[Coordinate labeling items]
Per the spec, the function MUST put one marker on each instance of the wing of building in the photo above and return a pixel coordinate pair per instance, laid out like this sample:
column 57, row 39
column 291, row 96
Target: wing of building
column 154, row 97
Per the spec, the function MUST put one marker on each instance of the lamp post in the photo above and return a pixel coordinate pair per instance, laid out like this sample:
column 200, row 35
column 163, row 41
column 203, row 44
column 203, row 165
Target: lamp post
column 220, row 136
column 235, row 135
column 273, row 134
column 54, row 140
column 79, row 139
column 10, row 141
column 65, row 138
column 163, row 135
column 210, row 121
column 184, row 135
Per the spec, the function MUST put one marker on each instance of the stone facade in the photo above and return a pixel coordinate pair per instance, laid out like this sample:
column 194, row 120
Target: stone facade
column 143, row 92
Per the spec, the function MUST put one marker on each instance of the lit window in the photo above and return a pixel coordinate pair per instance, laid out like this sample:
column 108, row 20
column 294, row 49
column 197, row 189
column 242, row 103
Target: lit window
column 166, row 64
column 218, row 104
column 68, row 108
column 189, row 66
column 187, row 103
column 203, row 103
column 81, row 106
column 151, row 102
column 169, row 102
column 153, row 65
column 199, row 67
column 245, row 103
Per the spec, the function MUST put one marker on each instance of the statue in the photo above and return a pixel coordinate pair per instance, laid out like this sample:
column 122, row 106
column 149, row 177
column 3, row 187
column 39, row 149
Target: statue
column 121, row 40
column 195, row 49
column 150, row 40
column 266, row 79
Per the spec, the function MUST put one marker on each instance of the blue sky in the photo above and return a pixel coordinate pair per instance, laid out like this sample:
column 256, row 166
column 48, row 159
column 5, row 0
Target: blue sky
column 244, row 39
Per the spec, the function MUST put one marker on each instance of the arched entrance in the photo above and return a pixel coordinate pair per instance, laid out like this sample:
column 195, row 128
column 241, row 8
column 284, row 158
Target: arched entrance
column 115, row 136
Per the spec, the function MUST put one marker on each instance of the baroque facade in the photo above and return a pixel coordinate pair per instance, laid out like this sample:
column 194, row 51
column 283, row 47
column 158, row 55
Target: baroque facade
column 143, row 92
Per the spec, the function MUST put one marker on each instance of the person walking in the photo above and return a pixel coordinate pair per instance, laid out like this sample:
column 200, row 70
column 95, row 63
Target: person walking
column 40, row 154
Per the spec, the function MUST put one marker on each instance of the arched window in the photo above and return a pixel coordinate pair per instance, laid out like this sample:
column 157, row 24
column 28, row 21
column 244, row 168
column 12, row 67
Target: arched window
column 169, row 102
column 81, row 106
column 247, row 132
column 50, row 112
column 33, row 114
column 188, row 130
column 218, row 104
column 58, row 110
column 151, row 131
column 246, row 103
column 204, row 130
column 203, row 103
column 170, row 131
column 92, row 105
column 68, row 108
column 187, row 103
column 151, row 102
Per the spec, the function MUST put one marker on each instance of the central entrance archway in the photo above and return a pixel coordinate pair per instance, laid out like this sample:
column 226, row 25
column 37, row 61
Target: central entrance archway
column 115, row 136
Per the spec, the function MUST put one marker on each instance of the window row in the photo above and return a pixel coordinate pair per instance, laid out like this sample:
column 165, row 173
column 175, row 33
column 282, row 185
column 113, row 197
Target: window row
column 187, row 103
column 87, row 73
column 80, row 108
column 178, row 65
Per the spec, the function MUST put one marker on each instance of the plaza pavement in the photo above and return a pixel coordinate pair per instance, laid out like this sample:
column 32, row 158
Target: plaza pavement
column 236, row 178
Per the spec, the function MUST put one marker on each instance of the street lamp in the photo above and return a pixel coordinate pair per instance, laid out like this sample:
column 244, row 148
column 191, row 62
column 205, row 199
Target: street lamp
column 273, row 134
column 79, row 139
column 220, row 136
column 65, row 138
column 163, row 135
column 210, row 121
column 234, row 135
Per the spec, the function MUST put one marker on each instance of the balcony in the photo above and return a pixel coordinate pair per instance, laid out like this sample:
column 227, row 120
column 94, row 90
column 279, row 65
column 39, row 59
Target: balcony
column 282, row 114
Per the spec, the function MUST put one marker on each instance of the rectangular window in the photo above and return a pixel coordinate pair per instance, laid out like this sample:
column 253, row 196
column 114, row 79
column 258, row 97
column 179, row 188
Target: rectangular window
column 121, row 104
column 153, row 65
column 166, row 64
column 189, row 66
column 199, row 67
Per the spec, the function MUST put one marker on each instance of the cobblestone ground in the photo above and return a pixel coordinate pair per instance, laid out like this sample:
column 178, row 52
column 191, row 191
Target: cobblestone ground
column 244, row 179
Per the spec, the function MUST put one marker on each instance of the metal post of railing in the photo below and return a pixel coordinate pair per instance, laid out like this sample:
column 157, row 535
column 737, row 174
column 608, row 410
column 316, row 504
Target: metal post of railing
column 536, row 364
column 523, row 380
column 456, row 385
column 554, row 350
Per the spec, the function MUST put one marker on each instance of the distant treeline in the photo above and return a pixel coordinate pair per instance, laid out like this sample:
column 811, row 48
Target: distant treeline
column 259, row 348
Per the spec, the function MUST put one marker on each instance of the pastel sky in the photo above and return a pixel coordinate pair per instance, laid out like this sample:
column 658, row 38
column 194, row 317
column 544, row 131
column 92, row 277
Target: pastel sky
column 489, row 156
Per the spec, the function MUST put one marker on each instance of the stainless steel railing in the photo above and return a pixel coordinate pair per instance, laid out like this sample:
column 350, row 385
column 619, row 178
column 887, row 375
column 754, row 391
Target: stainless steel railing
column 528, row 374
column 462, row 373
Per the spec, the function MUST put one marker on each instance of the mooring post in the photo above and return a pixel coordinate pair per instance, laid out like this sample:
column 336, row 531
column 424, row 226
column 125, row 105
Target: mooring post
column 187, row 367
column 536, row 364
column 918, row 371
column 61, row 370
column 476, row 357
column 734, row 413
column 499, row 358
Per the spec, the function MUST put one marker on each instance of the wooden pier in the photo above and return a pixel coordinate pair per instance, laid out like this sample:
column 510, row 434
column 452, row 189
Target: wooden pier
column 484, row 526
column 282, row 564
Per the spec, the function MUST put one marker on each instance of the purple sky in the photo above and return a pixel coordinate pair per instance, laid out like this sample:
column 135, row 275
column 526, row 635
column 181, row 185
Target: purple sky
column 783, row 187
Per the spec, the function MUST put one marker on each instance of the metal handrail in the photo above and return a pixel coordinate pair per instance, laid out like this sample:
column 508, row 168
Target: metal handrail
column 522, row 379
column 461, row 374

**To do:** Return, unchanged, the lines of the items that begin with the line containing "of the central" and continue through the line containing "column 234, row 135", including both of those lines.

**Exercise output:**
Per the spec, the function MUST put one marker on each instance of the central entrance archway in the photo above and return a pixel coordinate pair per instance, laid out like this sample:
column 226, row 25
column 37, row 61
Target: central entrance archway
column 115, row 136
Per the spec, the function MUST put one marker on each instance of the window row in the photo above and return a pixel coordinate pair per instance, laid out like this sample:
column 165, row 173
column 175, row 33
column 282, row 185
column 113, row 197
Target: window row
column 187, row 103
column 87, row 73
column 80, row 108
column 178, row 65
Per the spec, the function MUST put one marker on each instance of the plaza pavement in the photo above and return a pixel coordinate pair per instance, laid out like this sample:
column 32, row 158
Target: plaza pavement
column 236, row 178
Per the spec, the function MUST put one marker on each instance of the street lamp in the photo above and return a pixel coordinate pair per instance, laid out like this sample:
column 244, row 148
column 191, row 62
column 205, row 199
Target: street lamp
column 273, row 134
column 79, row 139
column 220, row 136
column 65, row 138
column 163, row 135
column 210, row 121
column 234, row 135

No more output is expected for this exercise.